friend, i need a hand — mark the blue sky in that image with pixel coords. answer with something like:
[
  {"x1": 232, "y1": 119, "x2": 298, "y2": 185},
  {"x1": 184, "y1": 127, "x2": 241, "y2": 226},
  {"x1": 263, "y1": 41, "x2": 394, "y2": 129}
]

- Exercise details
Each line of the material must be copied exactly.

- Task output
friend, i need a hand — mark the blue sky in that image with pixel coords. answer with something like:
[
  {"x1": 232, "y1": 119, "x2": 298, "y2": 185},
  {"x1": 184, "y1": 127, "x2": 241, "y2": 226},
  {"x1": 263, "y1": 41, "x2": 394, "y2": 129}
]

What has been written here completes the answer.